● **Exercises**
1 – Answer these questions using the passage about building a road in Afghanistan.
(a) What temperature did it sometimes reach, and at what time of day?
(b) How much weight does the body armor add?
(c) How far ahead of schedule was the road finished?
2 – Extend the passage about building a road in Afghanistan with a few more paragraphs that follow its final sentence.

● **Reading passage**
^^^^^^^^

The climate in Afghanistan also took its toll on the soldiers. “A
couple of times, it got up to 130 degrees, and this would be at 8 a.m.
Everyone had to take a case of water with them, because you can’t drink
any of the local water supply here,” Fallin said.
“We also had to wear body armor, which adds another 30 pounds. Then
there are the uniforms,” he said. “Think about how hot it is in
Thomasville, then imagine having to go out there in pants and long
sleeves, then another 30 pounds of gear. No breeze, no shade.”
Fallin was platoon leader for the military group on the south end of
the road, building north. Another unit started at the north end and
built south, until the two groups finally met in the middle, finishing
the road four months ahead of schedule.
The completion of Khandahar Road represents a shift in the operations
of the U.S. military in Afghanistan, Fallin said. “I think that we’ve
definitely moved on from the offensive operations to a
country-rebuilding effort. This road was a major project,” he said.

^^^^^^^^

(Dataset entries)
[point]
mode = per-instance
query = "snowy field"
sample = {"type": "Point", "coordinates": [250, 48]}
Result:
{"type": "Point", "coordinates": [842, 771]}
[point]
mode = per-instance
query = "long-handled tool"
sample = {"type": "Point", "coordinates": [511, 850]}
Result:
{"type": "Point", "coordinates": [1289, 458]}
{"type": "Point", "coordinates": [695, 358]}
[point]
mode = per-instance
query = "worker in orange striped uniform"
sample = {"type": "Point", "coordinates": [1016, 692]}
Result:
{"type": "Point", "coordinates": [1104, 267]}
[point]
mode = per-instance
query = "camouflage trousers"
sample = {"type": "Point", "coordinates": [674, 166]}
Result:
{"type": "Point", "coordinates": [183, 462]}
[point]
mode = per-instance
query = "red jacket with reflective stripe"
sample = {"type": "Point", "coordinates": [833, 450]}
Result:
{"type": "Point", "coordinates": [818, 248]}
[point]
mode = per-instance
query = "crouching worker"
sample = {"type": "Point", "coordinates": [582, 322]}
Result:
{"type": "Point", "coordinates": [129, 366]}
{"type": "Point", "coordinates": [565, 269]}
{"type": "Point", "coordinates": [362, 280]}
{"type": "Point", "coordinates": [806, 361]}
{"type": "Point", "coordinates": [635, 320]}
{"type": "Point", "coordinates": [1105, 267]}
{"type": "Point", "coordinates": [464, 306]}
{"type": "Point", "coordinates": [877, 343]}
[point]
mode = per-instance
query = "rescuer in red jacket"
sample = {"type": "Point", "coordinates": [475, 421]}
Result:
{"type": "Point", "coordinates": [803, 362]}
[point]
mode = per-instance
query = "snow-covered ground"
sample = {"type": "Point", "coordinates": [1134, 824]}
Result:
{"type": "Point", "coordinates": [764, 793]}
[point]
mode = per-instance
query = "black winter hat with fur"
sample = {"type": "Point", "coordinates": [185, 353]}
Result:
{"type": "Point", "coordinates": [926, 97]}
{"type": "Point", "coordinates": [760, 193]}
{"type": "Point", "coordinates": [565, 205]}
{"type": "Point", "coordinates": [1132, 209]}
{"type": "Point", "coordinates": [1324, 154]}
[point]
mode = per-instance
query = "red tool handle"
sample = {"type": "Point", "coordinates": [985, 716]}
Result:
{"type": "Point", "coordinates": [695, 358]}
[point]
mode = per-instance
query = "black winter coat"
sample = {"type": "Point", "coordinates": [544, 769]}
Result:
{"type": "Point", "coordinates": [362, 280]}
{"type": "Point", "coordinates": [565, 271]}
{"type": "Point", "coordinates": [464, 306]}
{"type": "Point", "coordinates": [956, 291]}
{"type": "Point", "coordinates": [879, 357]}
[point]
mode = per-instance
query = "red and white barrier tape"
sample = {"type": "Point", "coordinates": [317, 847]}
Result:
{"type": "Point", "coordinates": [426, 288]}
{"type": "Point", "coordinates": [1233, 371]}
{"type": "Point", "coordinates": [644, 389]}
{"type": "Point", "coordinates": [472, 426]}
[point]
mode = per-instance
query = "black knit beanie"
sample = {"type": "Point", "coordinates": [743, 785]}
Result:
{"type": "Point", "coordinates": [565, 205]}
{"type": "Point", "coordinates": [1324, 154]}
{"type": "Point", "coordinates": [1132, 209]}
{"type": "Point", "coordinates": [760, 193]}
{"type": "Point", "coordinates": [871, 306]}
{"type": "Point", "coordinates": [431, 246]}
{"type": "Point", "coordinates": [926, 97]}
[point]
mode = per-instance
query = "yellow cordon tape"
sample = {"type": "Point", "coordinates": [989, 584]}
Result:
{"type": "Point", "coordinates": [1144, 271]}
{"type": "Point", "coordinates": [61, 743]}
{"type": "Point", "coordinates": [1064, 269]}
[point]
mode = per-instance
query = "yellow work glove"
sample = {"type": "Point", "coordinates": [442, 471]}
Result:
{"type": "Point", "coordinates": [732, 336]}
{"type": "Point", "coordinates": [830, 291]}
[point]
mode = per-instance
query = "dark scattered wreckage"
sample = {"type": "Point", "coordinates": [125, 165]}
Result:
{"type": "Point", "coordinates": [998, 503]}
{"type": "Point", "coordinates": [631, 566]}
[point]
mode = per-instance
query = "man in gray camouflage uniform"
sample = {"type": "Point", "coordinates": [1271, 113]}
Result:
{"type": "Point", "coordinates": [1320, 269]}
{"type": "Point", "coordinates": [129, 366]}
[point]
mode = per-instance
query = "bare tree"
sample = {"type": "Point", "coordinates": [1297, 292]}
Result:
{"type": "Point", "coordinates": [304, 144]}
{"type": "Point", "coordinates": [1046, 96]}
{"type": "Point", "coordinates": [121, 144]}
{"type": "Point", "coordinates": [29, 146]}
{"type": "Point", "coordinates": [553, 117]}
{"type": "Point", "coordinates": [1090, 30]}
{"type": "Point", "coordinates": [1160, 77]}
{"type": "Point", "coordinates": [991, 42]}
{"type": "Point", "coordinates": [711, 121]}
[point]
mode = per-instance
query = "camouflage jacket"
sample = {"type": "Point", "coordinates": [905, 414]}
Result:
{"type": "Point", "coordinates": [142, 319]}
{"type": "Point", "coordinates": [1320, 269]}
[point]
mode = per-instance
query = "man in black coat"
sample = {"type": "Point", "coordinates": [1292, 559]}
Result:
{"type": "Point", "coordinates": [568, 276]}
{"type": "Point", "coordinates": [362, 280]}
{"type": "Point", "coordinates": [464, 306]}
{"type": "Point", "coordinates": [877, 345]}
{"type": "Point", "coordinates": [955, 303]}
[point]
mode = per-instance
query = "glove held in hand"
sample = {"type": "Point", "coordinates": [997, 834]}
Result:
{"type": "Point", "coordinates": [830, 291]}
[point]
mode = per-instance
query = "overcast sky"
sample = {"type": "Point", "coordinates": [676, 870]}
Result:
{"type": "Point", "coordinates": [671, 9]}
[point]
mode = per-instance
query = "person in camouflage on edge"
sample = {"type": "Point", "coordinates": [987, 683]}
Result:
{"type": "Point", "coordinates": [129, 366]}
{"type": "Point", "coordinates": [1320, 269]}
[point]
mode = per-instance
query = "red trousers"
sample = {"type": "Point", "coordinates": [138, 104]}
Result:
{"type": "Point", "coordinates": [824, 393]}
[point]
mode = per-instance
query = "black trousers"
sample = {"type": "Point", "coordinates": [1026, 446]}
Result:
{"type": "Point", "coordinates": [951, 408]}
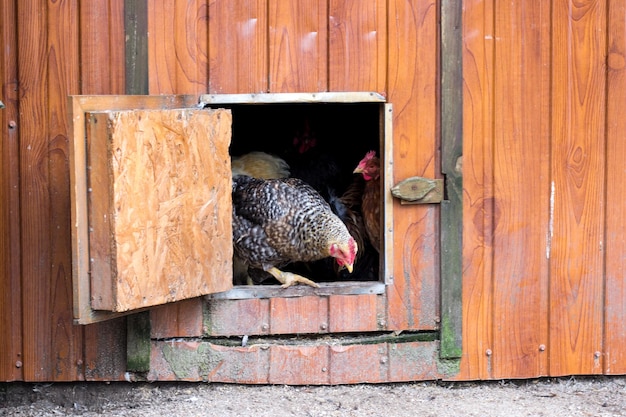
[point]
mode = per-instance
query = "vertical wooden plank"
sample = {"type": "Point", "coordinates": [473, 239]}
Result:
{"type": "Point", "coordinates": [238, 64]}
{"type": "Point", "coordinates": [238, 46]}
{"type": "Point", "coordinates": [521, 202]}
{"type": "Point", "coordinates": [413, 299]}
{"type": "Point", "coordinates": [48, 60]}
{"type": "Point", "coordinates": [102, 46]}
{"type": "Point", "coordinates": [177, 64]}
{"type": "Point", "coordinates": [298, 46]}
{"type": "Point", "coordinates": [33, 124]}
{"type": "Point", "coordinates": [478, 209]}
{"type": "Point", "coordinates": [63, 79]}
{"type": "Point", "coordinates": [578, 164]}
{"type": "Point", "coordinates": [11, 361]}
{"type": "Point", "coordinates": [357, 35]}
{"type": "Point", "coordinates": [615, 292]}
{"type": "Point", "coordinates": [452, 166]}
{"type": "Point", "coordinates": [183, 321]}
{"type": "Point", "coordinates": [177, 47]}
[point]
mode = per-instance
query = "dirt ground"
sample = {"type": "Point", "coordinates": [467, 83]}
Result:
{"type": "Point", "coordinates": [575, 396]}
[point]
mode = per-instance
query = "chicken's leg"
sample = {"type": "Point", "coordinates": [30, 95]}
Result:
{"type": "Point", "coordinates": [289, 278]}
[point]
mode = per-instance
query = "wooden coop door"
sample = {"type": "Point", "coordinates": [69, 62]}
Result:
{"type": "Point", "coordinates": [151, 191]}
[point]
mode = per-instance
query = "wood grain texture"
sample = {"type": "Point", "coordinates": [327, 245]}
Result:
{"type": "Point", "coordinates": [357, 36]}
{"type": "Point", "coordinates": [298, 46]}
{"type": "Point", "coordinates": [521, 140]}
{"type": "Point", "coordinates": [178, 62]}
{"type": "Point", "coordinates": [10, 285]}
{"type": "Point", "coordinates": [177, 47]}
{"type": "Point", "coordinates": [48, 57]}
{"type": "Point", "coordinates": [578, 164]}
{"type": "Point", "coordinates": [478, 207]}
{"type": "Point", "coordinates": [615, 287]}
{"type": "Point", "coordinates": [413, 299]}
{"type": "Point", "coordinates": [170, 184]}
{"type": "Point", "coordinates": [102, 46]}
{"type": "Point", "coordinates": [238, 55]}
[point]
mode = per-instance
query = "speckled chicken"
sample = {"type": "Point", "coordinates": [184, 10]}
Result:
{"type": "Point", "coordinates": [369, 167]}
{"type": "Point", "coordinates": [279, 221]}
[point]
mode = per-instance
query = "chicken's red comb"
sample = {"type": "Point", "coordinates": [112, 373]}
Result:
{"type": "Point", "coordinates": [370, 155]}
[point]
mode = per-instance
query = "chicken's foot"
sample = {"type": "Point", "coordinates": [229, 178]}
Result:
{"type": "Point", "coordinates": [289, 278]}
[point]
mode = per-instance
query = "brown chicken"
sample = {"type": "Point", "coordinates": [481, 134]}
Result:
{"type": "Point", "coordinates": [369, 167]}
{"type": "Point", "coordinates": [279, 221]}
{"type": "Point", "coordinates": [259, 165]}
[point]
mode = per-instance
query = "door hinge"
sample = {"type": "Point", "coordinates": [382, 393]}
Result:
{"type": "Point", "coordinates": [418, 190]}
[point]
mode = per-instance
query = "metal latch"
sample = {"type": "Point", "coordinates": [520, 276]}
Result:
{"type": "Point", "coordinates": [418, 190]}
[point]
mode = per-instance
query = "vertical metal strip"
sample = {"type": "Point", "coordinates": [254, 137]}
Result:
{"type": "Point", "coordinates": [136, 28]}
{"type": "Point", "coordinates": [452, 166]}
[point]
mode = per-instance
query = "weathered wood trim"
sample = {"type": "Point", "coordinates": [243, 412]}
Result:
{"type": "Point", "coordinates": [325, 289]}
{"type": "Point", "coordinates": [299, 361]}
{"type": "Point", "coordinates": [324, 97]}
{"type": "Point", "coordinates": [451, 166]}
{"type": "Point", "coordinates": [386, 145]}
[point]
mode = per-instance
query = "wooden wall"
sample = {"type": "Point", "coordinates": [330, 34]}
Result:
{"type": "Point", "coordinates": [544, 289]}
{"type": "Point", "coordinates": [545, 88]}
{"type": "Point", "coordinates": [194, 47]}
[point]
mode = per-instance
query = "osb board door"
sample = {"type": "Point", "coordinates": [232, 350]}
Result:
{"type": "Point", "coordinates": [157, 196]}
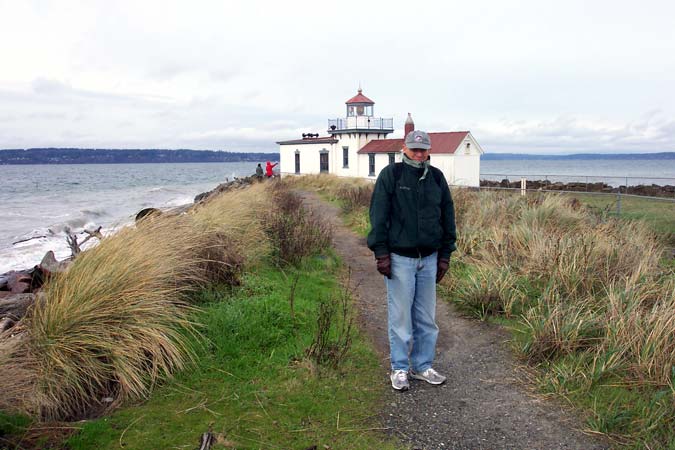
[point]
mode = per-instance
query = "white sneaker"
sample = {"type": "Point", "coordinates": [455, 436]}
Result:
{"type": "Point", "coordinates": [429, 375]}
{"type": "Point", "coordinates": [399, 380]}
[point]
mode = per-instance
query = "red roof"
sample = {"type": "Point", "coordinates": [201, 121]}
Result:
{"type": "Point", "coordinates": [360, 98]}
{"type": "Point", "coordinates": [446, 142]}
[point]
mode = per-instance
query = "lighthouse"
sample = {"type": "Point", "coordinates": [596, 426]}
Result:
{"type": "Point", "coordinates": [356, 129]}
{"type": "Point", "coordinates": [356, 145]}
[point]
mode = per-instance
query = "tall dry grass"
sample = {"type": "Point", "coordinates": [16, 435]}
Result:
{"type": "Point", "coordinates": [118, 321]}
{"type": "Point", "coordinates": [295, 231]}
{"type": "Point", "coordinates": [113, 325]}
{"type": "Point", "coordinates": [593, 284]}
{"type": "Point", "coordinates": [234, 220]}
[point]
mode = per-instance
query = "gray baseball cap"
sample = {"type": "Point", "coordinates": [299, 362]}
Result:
{"type": "Point", "coordinates": [418, 139]}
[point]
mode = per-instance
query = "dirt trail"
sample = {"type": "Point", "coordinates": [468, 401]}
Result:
{"type": "Point", "coordinates": [483, 405]}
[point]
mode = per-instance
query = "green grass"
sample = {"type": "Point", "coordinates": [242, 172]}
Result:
{"type": "Point", "coordinates": [252, 383]}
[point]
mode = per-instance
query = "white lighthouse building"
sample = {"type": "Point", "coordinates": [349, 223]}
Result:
{"type": "Point", "coordinates": [357, 146]}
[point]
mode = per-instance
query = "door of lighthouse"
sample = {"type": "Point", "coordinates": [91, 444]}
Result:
{"type": "Point", "coordinates": [323, 162]}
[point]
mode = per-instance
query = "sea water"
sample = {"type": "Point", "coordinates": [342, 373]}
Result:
{"type": "Point", "coordinates": [39, 202]}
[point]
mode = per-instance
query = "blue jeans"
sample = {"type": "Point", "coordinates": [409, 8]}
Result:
{"type": "Point", "coordinates": [411, 302]}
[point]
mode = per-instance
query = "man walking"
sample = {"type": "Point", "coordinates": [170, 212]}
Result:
{"type": "Point", "coordinates": [412, 234]}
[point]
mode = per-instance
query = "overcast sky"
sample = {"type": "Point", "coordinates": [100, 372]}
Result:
{"type": "Point", "coordinates": [523, 76]}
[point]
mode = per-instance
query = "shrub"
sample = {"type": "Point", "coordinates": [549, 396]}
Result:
{"type": "Point", "coordinates": [295, 231]}
{"type": "Point", "coordinates": [113, 325]}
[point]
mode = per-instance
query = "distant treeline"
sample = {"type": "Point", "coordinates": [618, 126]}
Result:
{"type": "Point", "coordinates": [112, 156]}
{"type": "Point", "coordinates": [514, 156]}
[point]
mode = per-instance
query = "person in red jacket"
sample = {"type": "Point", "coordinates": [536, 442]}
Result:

^^^^^^^^

● **Answers below**
1 –
(a) It sometimes reached 130 degrees at 8 a.m.
(b) The body armor adds 30 pounds.
(c) The road was finished four months ahead of schedule.

2 –
So major, in fact, that the commanding general for the entire Afghan
military showed up for the road’s official opening. Government and
military officials predict the new highway will open up a whole new
world of opportunity and commerce for the people of the region.
“You can’t understand the level of poverty over here, coming from
America. We deal with the locals every day. They have no possessions.
They are isolated in these rural areas, and they have no contact with
anyone,” Fallin said.
“There aren’t phones or television. These guys are farming like
Americans did back in the early 1900s. They’ve got mules and camels,
and they grow what they can on these little pieces of land,” he said.
With the new road, Fallin says new supply lines will be available to
the native people, hopefully changing their lives for the better. “When
you get roads, you increase travel and you increase information. The
only way they used to get information is through word of mouth,” he
said.
Fallin said interaction between the Afghanistan people and the U.S.
military has been a positive experience. “We’ll be in the same area for
a couple of weeks, and the kids are usually the first ones to come out
and see us. We give them water and candy and stuff, and then the adults
will come out,” he said.
“After a couple of days, they’ll actually come out and sit on the
Humvees and talk to us. You might not understand what they’re saying,
but they are all smiles,” Fallin said. “We’re learning from them and
they’re learning from us. That’s how we’re building relations with
these guys.”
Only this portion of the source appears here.